[Excerpts from a detection dataset]
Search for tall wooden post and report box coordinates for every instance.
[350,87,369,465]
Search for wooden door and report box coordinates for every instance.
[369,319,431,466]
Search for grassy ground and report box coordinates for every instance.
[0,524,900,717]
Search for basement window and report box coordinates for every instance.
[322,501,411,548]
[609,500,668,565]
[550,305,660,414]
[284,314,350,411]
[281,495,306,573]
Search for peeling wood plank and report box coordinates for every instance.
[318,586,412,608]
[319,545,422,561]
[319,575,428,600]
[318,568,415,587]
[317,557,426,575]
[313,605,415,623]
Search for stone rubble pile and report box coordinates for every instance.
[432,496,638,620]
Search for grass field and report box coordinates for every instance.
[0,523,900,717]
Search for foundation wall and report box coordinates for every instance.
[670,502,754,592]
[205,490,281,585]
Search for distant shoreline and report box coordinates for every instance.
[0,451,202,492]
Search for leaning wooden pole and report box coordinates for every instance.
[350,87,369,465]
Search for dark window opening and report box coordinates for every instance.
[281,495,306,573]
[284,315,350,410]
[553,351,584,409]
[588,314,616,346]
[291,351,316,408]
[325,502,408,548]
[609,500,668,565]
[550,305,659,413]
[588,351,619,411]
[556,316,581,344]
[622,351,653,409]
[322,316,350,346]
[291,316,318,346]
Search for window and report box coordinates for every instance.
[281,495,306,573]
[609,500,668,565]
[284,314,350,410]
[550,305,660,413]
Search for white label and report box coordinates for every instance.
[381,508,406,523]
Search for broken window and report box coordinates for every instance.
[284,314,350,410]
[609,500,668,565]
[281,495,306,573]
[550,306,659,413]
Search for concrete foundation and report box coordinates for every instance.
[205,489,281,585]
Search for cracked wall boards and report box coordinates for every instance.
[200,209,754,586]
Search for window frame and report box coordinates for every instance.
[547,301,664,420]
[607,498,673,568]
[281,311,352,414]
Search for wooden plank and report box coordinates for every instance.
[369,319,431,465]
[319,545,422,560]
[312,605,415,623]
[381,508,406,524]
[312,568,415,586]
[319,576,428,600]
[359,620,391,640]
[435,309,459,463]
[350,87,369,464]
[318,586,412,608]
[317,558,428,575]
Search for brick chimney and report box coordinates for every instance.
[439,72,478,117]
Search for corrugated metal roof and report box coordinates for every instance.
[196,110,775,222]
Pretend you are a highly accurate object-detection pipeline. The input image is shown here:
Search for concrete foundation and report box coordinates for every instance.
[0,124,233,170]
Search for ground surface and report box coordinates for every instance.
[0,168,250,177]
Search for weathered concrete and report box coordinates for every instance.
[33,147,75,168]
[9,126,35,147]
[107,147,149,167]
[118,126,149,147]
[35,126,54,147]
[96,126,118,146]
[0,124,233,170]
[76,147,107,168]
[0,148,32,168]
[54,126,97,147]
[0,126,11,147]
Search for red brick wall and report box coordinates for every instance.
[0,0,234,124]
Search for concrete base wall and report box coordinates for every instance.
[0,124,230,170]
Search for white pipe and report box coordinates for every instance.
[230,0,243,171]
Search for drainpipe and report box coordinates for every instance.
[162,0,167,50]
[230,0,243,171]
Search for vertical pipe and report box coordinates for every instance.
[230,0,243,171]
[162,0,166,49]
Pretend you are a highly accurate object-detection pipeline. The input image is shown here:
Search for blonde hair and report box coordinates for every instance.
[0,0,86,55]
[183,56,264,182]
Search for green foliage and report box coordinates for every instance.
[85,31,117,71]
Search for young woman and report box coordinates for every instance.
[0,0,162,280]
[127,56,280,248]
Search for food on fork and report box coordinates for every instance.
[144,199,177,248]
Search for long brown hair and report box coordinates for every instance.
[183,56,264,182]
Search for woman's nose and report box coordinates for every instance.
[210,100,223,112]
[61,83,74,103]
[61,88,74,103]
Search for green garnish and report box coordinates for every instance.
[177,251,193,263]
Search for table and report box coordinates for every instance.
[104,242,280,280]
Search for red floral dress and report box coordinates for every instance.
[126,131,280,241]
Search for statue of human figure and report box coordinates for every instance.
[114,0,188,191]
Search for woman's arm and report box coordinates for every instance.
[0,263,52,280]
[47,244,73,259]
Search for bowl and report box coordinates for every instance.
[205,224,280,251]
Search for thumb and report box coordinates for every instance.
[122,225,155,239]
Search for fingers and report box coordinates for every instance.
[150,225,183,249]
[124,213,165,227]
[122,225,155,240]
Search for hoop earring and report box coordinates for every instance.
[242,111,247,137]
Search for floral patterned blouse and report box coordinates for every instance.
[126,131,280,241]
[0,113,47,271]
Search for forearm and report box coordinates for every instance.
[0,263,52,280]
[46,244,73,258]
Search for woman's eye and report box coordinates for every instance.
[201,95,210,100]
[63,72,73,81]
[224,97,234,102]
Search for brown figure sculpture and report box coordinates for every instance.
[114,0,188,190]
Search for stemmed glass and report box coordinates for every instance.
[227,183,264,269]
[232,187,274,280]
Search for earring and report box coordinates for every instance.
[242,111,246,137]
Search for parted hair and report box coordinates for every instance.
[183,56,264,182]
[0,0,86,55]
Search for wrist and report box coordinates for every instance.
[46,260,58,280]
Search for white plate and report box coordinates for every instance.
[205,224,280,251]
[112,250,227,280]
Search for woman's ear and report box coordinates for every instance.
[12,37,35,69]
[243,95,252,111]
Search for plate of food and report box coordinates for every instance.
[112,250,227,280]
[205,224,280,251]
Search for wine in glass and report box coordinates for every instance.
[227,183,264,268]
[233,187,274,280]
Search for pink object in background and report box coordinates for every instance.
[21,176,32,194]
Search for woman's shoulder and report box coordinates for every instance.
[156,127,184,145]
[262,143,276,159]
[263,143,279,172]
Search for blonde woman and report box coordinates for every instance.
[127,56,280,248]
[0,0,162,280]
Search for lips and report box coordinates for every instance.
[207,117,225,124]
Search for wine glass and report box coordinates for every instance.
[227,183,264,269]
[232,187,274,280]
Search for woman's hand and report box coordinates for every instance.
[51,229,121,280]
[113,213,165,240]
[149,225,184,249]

=== Stated problem ===
Arrange the rows from the line containing "Search for statue" through the line containing "[0,113,47,271]", both included, as a Markdown table with the columns Line and Entry. Number each line in order and omit any blank lines.

=== Problem solution ===
| Line | Entry |
|---|---|
| 1 | Search for statue of human figure and report box coordinates for every instance. |
| 2 | [114,0,188,191] |
| 3 | Search for woman's arm and report box coordinates for every instance. |
| 4 | [0,263,52,280] |
| 5 | [47,244,73,259] |
| 6 | Search for bowl and report box coordinates for every instance. |
| 7 | [205,224,280,251] |
| 8 | Search for thumb and report box coordinates for every instance. |
| 9 | [122,225,155,239] |
| 10 | Search for fingers and report box coordinates for every instance. |
| 11 | [150,225,183,249] |
| 12 | [124,213,165,227] |
| 13 | [122,225,155,240] |
| 14 | Search for hoop earring and report box coordinates for every instance. |
| 15 | [242,111,247,137] |
| 16 | Search for floral patterned blouse and report box coordinates for every instance. |
| 17 | [126,131,280,241] |
| 18 | [0,113,47,271] |